§ EXERCISES TO COMPLETE
1. In the essay, what heated the father's basement workshop?
2. Write out the part of the essay that begins at the words "His sprawling workshop" and stops after the words "most at home.".

§ TEXT SEGMENT
+++

The trees began falling shortly after my father died. Close to the house, where my mother still lives, then deep in the yard. Big hardwood trees, several feet across. Their thick corrugated bark was like the hide of mammoths. They had begun to rot and pieces were snapping off. When they were taken down, the trunks were cut into disks the size of coffee tables and piled on the grass like the cogs of a massive and broken machine.

That my father might somehow have propped up the trees doesn't seem surprising—he quite literally propped up the house. He built half of it, and in the crowded, Blakean basement, great wooden pillars and other posts support the floor joists like the inside of a mine.

His sprawling workshop was down there, a tangle of table saws and routers and drill presses, clamps suspended from the ceiling like wind chimes—everything he needed to keep the upstairs intact. It was heated by an antique iron stove that seemed to spit fire whenever its door was opened and paper trash was tossed into its ashen maw. The default sound was soft classical music broken by the occasional scream of a saw. It was where he was most at home.

+++

§ MATERIAL SHOWN
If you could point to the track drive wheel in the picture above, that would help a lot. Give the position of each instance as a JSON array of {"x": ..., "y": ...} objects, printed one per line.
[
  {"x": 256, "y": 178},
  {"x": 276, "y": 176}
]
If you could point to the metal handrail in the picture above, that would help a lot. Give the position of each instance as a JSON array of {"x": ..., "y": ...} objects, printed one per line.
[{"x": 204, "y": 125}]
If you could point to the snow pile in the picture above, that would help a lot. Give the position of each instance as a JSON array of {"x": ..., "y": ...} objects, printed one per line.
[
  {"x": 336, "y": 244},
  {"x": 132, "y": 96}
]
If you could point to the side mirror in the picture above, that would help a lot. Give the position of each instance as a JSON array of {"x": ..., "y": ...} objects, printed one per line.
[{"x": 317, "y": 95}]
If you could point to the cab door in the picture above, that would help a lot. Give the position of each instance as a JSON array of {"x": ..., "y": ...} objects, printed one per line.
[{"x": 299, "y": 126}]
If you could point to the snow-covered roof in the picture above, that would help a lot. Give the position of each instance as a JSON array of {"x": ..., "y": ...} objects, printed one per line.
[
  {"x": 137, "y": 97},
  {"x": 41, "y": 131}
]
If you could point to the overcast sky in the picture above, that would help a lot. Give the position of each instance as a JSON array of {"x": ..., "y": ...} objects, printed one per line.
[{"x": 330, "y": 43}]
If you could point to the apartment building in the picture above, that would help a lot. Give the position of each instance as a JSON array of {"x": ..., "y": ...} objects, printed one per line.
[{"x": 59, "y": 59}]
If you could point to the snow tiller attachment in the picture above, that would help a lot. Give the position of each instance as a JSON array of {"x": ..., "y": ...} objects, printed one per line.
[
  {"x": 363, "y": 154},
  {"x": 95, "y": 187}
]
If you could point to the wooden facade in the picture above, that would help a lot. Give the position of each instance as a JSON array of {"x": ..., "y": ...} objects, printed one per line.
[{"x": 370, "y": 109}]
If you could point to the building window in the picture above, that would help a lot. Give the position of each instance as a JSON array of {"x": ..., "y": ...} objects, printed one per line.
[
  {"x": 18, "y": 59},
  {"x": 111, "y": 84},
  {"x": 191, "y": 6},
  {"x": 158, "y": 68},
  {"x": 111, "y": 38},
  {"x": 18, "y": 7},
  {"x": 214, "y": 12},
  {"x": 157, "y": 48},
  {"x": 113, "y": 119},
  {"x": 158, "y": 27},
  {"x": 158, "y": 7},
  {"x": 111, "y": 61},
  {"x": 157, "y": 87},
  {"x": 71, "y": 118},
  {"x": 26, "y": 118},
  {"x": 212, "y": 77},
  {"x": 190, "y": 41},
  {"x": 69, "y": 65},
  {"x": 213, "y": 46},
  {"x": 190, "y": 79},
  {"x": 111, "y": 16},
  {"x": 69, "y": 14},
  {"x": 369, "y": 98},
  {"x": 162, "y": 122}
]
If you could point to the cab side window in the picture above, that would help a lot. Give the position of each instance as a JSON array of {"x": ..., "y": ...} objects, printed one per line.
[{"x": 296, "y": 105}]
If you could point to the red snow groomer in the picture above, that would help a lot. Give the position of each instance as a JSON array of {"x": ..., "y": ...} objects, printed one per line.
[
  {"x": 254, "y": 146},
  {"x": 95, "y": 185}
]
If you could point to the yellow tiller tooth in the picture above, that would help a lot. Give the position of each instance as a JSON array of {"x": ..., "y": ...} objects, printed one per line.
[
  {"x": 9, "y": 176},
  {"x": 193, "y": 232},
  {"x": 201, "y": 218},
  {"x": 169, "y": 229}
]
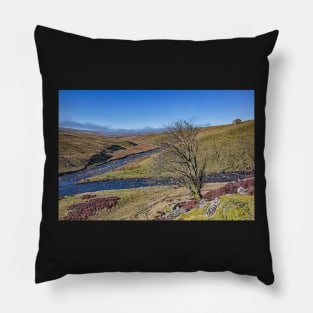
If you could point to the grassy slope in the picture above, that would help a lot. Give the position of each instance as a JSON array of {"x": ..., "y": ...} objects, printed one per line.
[
  {"x": 135, "y": 203},
  {"x": 233, "y": 142},
  {"x": 77, "y": 149},
  {"x": 231, "y": 208}
]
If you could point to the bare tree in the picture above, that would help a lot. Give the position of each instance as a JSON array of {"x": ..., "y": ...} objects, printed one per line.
[{"x": 181, "y": 158}]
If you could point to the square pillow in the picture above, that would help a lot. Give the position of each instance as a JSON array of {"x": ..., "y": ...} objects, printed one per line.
[{"x": 154, "y": 155}]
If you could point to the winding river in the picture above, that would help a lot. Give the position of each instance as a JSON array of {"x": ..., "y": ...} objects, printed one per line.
[{"x": 68, "y": 183}]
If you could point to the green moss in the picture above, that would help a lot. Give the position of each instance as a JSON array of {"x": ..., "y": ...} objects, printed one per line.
[{"x": 230, "y": 208}]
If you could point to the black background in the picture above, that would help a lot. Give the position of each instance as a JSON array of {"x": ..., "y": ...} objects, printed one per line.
[{"x": 73, "y": 62}]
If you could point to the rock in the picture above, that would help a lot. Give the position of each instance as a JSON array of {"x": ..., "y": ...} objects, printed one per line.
[
  {"x": 173, "y": 206},
  {"x": 237, "y": 121},
  {"x": 202, "y": 203},
  {"x": 212, "y": 207},
  {"x": 242, "y": 191},
  {"x": 193, "y": 204},
  {"x": 176, "y": 213}
]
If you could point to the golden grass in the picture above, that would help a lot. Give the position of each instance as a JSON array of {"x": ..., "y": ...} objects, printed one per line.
[{"x": 135, "y": 203}]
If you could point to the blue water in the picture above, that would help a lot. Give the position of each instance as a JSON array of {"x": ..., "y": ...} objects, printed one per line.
[{"x": 68, "y": 183}]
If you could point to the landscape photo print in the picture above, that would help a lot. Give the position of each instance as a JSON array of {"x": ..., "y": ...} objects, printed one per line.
[{"x": 156, "y": 155}]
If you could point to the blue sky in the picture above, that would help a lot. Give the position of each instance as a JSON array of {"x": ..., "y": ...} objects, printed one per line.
[{"x": 142, "y": 109}]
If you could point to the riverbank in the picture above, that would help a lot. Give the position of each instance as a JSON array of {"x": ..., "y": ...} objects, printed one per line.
[{"x": 134, "y": 203}]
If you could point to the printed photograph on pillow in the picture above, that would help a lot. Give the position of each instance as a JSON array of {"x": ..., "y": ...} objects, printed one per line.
[{"x": 157, "y": 155}]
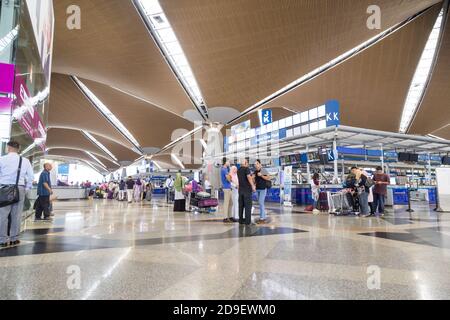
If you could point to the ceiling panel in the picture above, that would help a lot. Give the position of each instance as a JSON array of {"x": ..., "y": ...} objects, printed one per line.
[
  {"x": 70, "y": 109},
  {"x": 119, "y": 151},
  {"x": 150, "y": 125},
  {"x": 114, "y": 47},
  {"x": 434, "y": 112},
  {"x": 80, "y": 155},
  {"x": 444, "y": 132},
  {"x": 241, "y": 51},
  {"x": 72, "y": 139},
  {"x": 371, "y": 86}
]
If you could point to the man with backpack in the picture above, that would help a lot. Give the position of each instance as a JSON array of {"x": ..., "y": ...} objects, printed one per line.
[
  {"x": 382, "y": 180},
  {"x": 363, "y": 184}
]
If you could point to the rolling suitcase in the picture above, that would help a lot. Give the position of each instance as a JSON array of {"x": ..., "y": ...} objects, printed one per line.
[
  {"x": 323, "y": 201},
  {"x": 203, "y": 195},
  {"x": 208, "y": 203}
]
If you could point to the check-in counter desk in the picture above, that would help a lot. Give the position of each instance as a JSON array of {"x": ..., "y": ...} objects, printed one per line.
[
  {"x": 301, "y": 194},
  {"x": 64, "y": 193},
  {"x": 159, "y": 191},
  {"x": 398, "y": 195}
]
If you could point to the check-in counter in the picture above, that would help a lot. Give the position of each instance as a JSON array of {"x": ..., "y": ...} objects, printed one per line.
[
  {"x": 398, "y": 195},
  {"x": 64, "y": 193}
]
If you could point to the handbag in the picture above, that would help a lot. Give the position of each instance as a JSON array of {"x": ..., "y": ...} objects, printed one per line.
[{"x": 9, "y": 194}]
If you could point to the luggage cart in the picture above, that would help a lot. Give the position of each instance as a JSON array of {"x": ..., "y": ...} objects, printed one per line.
[
  {"x": 338, "y": 203},
  {"x": 202, "y": 203}
]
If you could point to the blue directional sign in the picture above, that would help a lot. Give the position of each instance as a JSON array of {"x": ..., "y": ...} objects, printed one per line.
[
  {"x": 266, "y": 116},
  {"x": 331, "y": 155},
  {"x": 333, "y": 116}
]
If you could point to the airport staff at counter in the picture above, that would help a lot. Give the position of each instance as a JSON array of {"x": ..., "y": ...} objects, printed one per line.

+++

§ RESPONSES TO THE TASKS
1. An antique iron stove.

2.
His sprawling workshop was down there, a tangle of table saws and routers and drill presses, clamps suspended from the ceiling like wind chimes—everything he needed to keep the upstairs intact. It was heated by an antique iron stove that seemed to spit fire whenever its door was opened and paper trash was tossed into its ashen maw. The default sound was soft classical music broken by the occasional scream of a saw. It was where he was most at home.